**AUFGABENSTELLUNG 1:** Nenne alle Titel von Schriften, die im Dokumentabschnitt über Böcke und Satyrspiele angeführt werden.
**AUFGABENSTELLUNG 2:** Welche mögliche Etymologie für „Trag-oidia“ erwähnt Schadewaldt laut dem Dokumentabschnitt über Böcke und Satyrspiele anstelle von „Bocksgesang“?
**AUFGABENSTELLUNG 3:** Gib die Fortsetzung des Dokumentabschnitts über Böcke und Satyrspiele ab seinem letzten Satz wieder.

**DOKUMENTABSCHNITT:**
* * * * * * * * *

Vermutlich waren die alten „Böcke“ mit den Satyrn, die wir aus den späten Satyrspielen kennen, gar nicht identisch. Der Dithyrambus und Arions erste Aufführungen mit Chören von Böcken, aus denen die Tragödie sich wohl entwickelt hat, hatte sicher kaum etwas gemein mit diesen Satyrspielen.

Schadewaldt zum Beispiel spricht von ursprünglichen Tänzen von „Böcken, Satyrn und anderen Fruchtbarkeitsdämonen“ (Die griechische Tragödie, Tübinger Vorlesungen 4, S. 39) und erinnert auch an die mögliche Etymologie „Gesang beim Bocksopfer“ statt „Bocksgesang“ für „Trag-oidia“.

Vielleicht ein Hinweis auf Böcke in der alten Zeit: Frank Brommer: Satyrspiele. Bilder griechischer Vasen. de Gruyter, Berlin 1959.
Bzw. Brommers Schrift Satyroi (K. Triltsch, 1937 - 70 Seiten)
Ich habe das Buch selbst nicht gelesen, aber darin soll es auch um eine Bronze aus dem 8. vorchristlichen Jahrhundert gehen, auf der tatsächlich Böcke abgebildet sind. Dann hätten sich die Chöre erst später verändert zu anderen Halbtierwesen hin …

Auf jeden Fall kann davon ausgegangen werden, dass selbst das von Pratinas „wieder“ eingeführte Satyrspiel, das mit dem Anspruch antrat, eine Rückkehr zur alten, echten, ursprünglichen Form des Dionysosdienstes zu sein, schon eine sehr gezähmte, modernere Angelegenheit war; die uns heute noch überlieferten Satyrspieltexte der drei großen Tragiker sind es erst recht.

* * * * * * * * *

**AUFLISTUNG:**
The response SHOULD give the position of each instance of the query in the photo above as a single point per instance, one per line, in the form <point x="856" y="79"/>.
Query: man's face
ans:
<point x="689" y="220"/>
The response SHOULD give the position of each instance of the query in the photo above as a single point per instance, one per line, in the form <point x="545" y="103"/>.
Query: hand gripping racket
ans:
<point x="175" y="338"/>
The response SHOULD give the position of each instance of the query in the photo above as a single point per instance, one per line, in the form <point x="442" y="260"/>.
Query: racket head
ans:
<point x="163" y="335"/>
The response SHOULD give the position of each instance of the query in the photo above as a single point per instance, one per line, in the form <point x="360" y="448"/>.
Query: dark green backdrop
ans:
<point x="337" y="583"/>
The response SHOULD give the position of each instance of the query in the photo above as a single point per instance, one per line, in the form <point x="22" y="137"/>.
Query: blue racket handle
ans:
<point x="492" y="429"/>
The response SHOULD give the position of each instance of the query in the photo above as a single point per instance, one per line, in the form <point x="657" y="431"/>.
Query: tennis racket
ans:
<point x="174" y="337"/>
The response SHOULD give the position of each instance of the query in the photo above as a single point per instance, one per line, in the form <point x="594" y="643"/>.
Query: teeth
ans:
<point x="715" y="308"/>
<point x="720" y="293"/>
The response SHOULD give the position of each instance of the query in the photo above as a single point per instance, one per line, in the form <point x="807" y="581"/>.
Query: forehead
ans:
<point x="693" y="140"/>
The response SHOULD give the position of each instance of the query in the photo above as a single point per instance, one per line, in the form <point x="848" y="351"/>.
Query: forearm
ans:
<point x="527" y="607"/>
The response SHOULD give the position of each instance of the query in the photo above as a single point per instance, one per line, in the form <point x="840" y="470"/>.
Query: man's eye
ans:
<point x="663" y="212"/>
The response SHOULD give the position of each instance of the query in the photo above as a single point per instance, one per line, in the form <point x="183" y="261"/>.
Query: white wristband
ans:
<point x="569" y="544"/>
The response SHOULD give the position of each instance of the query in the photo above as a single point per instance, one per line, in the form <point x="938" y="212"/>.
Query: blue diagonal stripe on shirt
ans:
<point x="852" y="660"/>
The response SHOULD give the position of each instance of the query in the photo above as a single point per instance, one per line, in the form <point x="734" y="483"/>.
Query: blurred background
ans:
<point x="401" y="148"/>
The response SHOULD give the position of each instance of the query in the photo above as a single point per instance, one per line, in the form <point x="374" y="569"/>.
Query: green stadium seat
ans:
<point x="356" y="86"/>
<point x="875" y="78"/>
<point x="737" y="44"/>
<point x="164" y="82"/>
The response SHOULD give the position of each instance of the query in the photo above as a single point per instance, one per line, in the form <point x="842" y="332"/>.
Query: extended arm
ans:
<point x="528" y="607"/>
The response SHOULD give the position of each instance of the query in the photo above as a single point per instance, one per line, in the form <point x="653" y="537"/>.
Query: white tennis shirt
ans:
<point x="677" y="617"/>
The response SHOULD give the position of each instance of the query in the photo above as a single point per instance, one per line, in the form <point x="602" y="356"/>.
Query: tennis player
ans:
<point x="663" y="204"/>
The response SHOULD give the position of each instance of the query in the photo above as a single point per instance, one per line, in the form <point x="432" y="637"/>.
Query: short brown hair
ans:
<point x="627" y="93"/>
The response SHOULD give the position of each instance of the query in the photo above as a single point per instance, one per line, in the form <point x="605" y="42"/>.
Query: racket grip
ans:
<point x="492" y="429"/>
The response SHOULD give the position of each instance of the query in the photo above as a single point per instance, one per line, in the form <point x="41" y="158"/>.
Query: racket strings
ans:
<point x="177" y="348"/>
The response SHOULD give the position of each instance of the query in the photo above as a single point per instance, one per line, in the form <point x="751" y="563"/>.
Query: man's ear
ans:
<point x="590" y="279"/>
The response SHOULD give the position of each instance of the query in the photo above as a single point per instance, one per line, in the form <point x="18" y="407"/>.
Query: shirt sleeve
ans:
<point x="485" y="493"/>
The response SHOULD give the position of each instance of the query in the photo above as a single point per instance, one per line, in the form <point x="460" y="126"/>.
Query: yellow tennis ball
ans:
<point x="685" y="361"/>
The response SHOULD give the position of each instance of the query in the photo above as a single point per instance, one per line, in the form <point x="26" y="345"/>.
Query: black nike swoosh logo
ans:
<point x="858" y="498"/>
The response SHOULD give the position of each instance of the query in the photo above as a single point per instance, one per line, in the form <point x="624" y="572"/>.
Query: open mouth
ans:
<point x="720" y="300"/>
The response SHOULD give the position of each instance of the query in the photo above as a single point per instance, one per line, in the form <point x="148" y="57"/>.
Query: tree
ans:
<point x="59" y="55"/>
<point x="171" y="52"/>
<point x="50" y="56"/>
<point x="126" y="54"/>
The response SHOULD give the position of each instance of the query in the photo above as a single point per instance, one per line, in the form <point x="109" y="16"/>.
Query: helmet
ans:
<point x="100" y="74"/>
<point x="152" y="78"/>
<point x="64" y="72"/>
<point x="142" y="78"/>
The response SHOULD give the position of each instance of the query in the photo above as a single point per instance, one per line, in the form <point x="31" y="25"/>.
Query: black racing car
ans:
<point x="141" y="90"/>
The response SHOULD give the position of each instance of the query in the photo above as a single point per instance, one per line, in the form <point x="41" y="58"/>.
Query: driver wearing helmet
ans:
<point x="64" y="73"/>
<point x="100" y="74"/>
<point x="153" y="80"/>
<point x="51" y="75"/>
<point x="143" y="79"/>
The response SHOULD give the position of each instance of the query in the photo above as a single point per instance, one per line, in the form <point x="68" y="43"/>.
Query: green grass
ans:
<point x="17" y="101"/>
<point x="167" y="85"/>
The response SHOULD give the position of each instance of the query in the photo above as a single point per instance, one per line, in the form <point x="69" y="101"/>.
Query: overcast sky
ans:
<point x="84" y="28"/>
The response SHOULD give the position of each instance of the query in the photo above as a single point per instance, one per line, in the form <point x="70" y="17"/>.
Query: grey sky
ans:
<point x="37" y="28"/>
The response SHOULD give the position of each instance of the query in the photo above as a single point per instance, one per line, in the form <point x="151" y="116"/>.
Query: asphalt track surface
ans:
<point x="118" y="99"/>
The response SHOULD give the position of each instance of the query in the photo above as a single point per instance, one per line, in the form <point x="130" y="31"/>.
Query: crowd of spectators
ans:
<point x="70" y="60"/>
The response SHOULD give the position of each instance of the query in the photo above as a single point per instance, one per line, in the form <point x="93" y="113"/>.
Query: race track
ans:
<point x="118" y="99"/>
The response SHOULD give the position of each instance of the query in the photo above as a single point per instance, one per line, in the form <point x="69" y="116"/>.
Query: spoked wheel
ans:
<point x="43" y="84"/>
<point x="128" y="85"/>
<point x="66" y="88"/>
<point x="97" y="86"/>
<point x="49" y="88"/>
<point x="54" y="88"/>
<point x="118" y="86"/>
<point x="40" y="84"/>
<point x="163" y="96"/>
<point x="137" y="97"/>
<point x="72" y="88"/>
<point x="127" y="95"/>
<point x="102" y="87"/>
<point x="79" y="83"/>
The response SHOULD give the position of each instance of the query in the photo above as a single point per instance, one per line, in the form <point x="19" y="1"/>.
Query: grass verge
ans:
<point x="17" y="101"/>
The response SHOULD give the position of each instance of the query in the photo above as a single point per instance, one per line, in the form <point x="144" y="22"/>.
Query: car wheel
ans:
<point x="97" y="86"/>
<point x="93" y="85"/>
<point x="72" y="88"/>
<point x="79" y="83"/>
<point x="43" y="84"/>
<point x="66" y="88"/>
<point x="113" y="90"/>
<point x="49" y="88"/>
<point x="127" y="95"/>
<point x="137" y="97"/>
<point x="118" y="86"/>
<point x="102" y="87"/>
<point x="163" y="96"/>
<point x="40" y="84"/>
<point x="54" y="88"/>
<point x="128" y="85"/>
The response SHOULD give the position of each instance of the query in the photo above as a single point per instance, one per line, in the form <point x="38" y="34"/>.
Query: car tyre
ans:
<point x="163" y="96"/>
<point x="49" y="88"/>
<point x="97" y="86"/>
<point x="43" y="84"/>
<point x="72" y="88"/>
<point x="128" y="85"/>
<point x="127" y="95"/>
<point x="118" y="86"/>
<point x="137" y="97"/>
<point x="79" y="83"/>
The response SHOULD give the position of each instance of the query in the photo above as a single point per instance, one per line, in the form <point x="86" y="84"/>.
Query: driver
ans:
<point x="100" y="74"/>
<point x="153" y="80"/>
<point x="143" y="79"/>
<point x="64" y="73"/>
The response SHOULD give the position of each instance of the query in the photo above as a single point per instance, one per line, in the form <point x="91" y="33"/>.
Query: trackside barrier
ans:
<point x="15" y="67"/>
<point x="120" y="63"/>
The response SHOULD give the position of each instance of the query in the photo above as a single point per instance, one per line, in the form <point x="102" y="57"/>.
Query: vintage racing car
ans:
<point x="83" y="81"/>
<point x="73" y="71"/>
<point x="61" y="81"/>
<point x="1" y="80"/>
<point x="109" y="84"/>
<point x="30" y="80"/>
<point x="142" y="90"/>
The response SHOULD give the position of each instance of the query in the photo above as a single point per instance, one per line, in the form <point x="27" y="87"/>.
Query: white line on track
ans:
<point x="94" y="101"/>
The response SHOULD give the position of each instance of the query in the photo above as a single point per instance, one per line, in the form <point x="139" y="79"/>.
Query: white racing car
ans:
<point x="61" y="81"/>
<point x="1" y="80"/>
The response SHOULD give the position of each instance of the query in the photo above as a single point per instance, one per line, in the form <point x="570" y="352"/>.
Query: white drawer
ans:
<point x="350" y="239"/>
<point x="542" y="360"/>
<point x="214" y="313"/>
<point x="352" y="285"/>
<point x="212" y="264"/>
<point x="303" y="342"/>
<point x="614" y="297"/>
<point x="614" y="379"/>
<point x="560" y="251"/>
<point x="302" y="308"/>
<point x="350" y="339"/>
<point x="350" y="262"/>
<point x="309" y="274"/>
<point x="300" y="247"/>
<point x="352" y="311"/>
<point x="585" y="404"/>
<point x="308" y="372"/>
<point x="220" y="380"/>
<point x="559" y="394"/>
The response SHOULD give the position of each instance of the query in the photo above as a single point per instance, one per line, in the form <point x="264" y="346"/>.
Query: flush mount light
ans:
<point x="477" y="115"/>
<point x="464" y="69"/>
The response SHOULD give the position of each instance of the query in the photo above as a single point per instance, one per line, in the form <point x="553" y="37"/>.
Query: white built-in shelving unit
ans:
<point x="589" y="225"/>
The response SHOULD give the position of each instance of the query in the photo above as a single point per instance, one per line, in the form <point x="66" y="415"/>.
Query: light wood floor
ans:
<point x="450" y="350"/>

* * * * * * * * *

**AUSGABE 1:**
- Die griechische Tragödie (Tübinger Vorlesungen 4)
- Satyrspiele. Bilder griechischer Vasen
- Satyroi

**AUSGABE 2:** „Gesang beim Bocksopfer“.

**AUSGABE 3:**
(Das Pratinas-Fragment kennst du vermutlich schon. Wenn nicht: Max Pohlenz: Das Satyrspiel und Pratinas von Phleius. In: Nachrichten der Göttinger Gelehrten Gesellschaft 1927, 298-321.)

Sehr ausführlich - und ähnlich verzweifelt - hat sich Albin Lesky (Die griechische Tragödie, Kröner, S. 56 ff) an der Frage der Satyrn und ihrer Pferdegestalt abgearbeitet. Lesky erinnert außer an „Gesang beim Bocksopfer“ noch an eine dritte mögliche Übersetzung, nämlich „Gesang um den Preis eines Bockes“, ist damit jedoch auch nicht sehr glücklich. Er zieht Vergleiche zu anderen bocksgestaltige Wesen in anderen Kulturkreisen.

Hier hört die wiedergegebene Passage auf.